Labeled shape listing
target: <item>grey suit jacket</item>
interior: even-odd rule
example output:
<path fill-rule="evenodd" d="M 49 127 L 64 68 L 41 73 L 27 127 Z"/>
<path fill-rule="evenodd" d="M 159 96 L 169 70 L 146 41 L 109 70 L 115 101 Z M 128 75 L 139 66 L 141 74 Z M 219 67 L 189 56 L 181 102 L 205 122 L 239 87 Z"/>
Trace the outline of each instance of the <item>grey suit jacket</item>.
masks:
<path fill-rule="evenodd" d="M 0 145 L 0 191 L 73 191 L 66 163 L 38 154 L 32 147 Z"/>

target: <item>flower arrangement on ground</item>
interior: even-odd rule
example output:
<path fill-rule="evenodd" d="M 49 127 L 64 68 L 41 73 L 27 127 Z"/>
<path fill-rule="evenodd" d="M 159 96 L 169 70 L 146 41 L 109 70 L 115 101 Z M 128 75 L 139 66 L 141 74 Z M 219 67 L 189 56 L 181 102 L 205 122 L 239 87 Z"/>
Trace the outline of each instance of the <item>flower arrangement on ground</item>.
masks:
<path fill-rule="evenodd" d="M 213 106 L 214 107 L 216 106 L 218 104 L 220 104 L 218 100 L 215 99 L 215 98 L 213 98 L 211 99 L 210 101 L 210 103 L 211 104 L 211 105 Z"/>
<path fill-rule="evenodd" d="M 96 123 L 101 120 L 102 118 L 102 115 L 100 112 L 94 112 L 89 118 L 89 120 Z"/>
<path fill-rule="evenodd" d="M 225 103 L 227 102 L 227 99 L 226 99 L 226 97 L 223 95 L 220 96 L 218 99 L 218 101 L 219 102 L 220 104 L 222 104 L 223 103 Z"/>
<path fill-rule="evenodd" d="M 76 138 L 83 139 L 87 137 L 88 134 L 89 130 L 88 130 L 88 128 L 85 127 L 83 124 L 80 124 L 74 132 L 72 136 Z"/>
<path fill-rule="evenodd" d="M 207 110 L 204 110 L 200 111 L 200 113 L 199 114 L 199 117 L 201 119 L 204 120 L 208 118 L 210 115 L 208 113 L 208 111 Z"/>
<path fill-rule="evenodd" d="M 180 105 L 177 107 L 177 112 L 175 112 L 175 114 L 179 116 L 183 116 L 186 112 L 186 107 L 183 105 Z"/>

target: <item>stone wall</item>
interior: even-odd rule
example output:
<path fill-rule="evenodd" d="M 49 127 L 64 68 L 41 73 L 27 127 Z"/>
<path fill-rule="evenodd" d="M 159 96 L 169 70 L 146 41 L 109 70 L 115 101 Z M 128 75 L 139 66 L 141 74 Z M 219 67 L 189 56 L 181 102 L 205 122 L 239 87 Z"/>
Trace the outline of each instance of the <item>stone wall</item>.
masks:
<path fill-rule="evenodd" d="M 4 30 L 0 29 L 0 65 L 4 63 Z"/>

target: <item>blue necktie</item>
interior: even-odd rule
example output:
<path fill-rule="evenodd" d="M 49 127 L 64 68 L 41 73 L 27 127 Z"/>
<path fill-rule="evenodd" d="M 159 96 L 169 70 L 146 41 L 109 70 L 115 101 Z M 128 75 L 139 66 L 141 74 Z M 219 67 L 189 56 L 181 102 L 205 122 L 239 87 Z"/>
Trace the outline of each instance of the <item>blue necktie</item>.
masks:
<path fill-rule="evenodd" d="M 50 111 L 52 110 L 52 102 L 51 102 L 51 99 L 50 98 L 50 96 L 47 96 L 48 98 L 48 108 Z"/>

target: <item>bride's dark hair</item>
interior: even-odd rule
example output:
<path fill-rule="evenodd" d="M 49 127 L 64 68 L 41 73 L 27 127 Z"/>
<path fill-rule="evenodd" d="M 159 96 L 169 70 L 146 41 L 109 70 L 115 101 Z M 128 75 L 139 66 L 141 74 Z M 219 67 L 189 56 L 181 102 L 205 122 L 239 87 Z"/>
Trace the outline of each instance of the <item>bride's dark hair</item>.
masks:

Work required: Set out every line of the listing above as a Markdown table with the columns Row and Line, putting the row number in Row and the line's text in Line. Leave out the blank lines.

Answer below:
| Row | Line |
|---|---|
| 1 | target: <item>grey suit jacket</item> |
| 2 | interior: even-odd rule |
| 3 | example output: |
| 4 | <path fill-rule="evenodd" d="M 49 127 L 64 68 L 41 73 L 27 127 Z"/> |
| 5 | <path fill-rule="evenodd" d="M 159 96 L 169 70 L 146 41 L 109 70 L 115 101 Z M 128 75 L 139 66 L 141 74 Z M 219 67 L 189 56 L 181 102 L 205 122 L 239 87 Z"/> |
| 6 | Trace the outline of each instance of the <item>grey suit jacket</item>. |
| 7 | masks: |
| 8 | <path fill-rule="evenodd" d="M 0 145 L 0 191 L 73 191 L 66 163 L 38 154 L 32 147 Z"/> |
| 9 | target: <item>flower arrangement on ground</item> |
| 10 | interior: even-odd rule |
| 11 | example output: |
| 12 | <path fill-rule="evenodd" d="M 49 127 L 64 68 L 41 73 L 27 127 Z"/> |
| 13 | <path fill-rule="evenodd" d="M 159 96 L 169 70 L 146 41 L 109 70 L 115 101 Z M 128 75 L 139 66 L 141 74 Z M 219 67 L 189 56 L 181 102 L 205 122 L 239 87 Z"/> |
| 14 | Trace the outline of each instance of the <item>flower arrangement on ground</item>. |
| 15 | masks: |
| 16 | <path fill-rule="evenodd" d="M 213 106 L 214 107 L 216 106 L 218 104 L 220 104 L 218 100 L 215 99 L 215 98 L 213 98 L 211 99 L 210 101 L 210 103 L 211 104 L 211 105 Z"/> |
| 17 | <path fill-rule="evenodd" d="M 96 123 L 101 120 L 102 118 L 102 115 L 100 112 L 94 112 L 89 118 L 89 120 Z"/> |
| 18 | <path fill-rule="evenodd" d="M 225 103 L 227 102 L 227 99 L 226 99 L 226 97 L 223 95 L 220 96 L 218 99 L 218 101 L 219 102 L 220 104 L 222 104 L 223 103 Z"/> |
| 19 | <path fill-rule="evenodd" d="M 76 138 L 83 139 L 87 137 L 88 134 L 89 130 L 88 130 L 88 128 L 85 127 L 83 124 L 80 124 L 74 132 L 72 136 Z"/> |
| 20 | <path fill-rule="evenodd" d="M 207 110 L 204 110 L 200 111 L 200 113 L 199 114 L 199 117 L 201 119 L 204 120 L 208 118 L 210 115 L 208 113 L 208 111 Z"/> |
| 21 | <path fill-rule="evenodd" d="M 180 105 L 177 107 L 177 112 L 175 112 L 175 114 L 179 116 L 183 116 L 186 112 L 186 107 L 183 105 Z"/> |
| 22 | target: <item>stone wall</item> |
| 23 | interior: even-odd rule |
| 24 | example output: |
| 25 | <path fill-rule="evenodd" d="M 49 127 L 64 68 L 41 73 L 27 127 Z"/> |
| 26 | <path fill-rule="evenodd" d="M 159 96 L 169 70 L 146 41 L 109 70 L 115 101 Z M 128 75 L 139 66 L 141 74 Z M 219 67 L 189 56 L 181 102 L 205 122 L 239 87 Z"/> |
| 27 | Trace the outline of each instance of the <item>stone wall</item>. |
| 28 | masks: |
| 29 | <path fill-rule="evenodd" d="M 4 30 L 0 29 L 0 65 L 4 63 Z"/> |
| 30 | target: <item>blue necktie</item> |
| 31 | interior: even-odd rule |
| 32 | example output: |
| 33 | <path fill-rule="evenodd" d="M 49 127 L 64 68 L 41 73 L 27 127 Z"/> |
| 34 | <path fill-rule="evenodd" d="M 159 96 L 169 70 L 146 41 L 109 70 L 115 101 Z M 128 75 L 139 66 L 141 74 Z M 219 67 L 189 56 L 181 102 L 205 122 L 239 87 Z"/> |
| 35 | Trace the outline of each instance of the <item>blue necktie</item>. |
| 36 | masks: |
| 37 | <path fill-rule="evenodd" d="M 50 111 L 52 110 L 52 102 L 51 102 L 51 99 L 50 98 L 50 96 L 47 96 L 48 98 L 48 108 Z"/> |
| 38 | target: <item>bride's dark hair</item> |
| 39 | interior: even-odd rule |
| 40 | example output: |
| 41 | <path fill-rule="evenodd" d="M 49 127 L 64 68 L 41 73 L 27 127 Z"/> |
| 42 | <path fill-rule="evenodd" d="M 159 96 L 169 70 L 146 41 L 109 70 L 115 101 Z M 128 75 L 139 66 L 141 74 Z M 219 67 L 189 56 L 181 102 L 205 122 L 239 87 Z"/> |
| 43 | Trace the outline of each instance of the <item>bride's dark hair</item>. |
| 44 | masks: |